***** Data extract *****

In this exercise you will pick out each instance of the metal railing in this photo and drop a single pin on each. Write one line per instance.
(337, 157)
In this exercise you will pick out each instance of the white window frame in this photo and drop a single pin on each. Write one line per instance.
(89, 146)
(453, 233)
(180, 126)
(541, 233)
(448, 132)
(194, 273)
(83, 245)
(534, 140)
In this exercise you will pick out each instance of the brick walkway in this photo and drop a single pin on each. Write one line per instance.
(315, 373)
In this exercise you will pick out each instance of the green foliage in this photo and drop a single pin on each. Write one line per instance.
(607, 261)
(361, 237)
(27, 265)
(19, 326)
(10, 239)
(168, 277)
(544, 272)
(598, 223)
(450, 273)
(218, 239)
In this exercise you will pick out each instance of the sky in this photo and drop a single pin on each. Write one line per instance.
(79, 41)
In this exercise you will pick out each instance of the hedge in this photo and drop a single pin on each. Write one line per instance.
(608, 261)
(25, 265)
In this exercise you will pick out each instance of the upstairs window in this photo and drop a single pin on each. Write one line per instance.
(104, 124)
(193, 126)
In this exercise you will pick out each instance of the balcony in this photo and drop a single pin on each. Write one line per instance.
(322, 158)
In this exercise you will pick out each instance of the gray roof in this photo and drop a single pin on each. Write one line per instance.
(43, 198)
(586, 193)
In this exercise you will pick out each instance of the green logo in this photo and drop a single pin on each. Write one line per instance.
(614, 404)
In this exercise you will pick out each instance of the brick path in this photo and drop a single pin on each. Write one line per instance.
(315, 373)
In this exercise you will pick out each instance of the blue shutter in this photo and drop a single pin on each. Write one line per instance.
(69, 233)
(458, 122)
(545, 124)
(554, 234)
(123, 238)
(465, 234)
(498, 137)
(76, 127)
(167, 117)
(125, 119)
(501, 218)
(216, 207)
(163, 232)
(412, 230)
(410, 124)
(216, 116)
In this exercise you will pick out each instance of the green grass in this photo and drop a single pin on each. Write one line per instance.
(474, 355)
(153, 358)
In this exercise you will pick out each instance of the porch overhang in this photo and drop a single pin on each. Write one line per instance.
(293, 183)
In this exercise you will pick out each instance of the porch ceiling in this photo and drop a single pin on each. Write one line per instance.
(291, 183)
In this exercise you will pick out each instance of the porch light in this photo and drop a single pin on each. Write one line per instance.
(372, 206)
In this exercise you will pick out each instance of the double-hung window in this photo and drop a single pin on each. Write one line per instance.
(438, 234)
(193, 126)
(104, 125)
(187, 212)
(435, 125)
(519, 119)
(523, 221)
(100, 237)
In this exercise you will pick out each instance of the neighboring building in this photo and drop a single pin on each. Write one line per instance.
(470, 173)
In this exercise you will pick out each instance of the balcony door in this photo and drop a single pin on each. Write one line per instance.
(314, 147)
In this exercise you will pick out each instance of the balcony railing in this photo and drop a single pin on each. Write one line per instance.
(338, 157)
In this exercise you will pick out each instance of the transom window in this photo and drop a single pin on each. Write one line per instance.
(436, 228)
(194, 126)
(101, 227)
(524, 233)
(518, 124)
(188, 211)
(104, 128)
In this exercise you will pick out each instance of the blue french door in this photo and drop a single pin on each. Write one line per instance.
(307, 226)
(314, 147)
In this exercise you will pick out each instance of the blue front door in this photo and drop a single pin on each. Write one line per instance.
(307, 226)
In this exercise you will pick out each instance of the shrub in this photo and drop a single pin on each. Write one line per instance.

*****

■ **Exercise description**: Rewrite the records from the line with "the balcony railing" through the end of the records, putting "one pin" wherever "single pin" appears and changing nothing else.

■ **Task response**:
In this exercise you will pick out each instance of the balcony railing in this photo and drop a one pin on each. Write one line per instance.
(338, 157)
In this exercise you will pick out each instance of the transom window in this photo and drop a one pin on each. Write one line per instance.
(436, 228)
(194, 126)
(101, 227)
(524, 233)
(518, 124)
(188, 211)
(104, 128)
In this exercise you will pick out each instance of the blue french door in this photo and drop a one pin on each. Write one line per instance.
(307, 226)
(314, 147)
In this exercise you will pick out each instance of the blue front door in this photo and drop a one pin on each. Write one line per instance.
(307, 226)
In this exercise you will pick out each instance of the shrub in this photo and drop a one pin on each. Write one line per instance.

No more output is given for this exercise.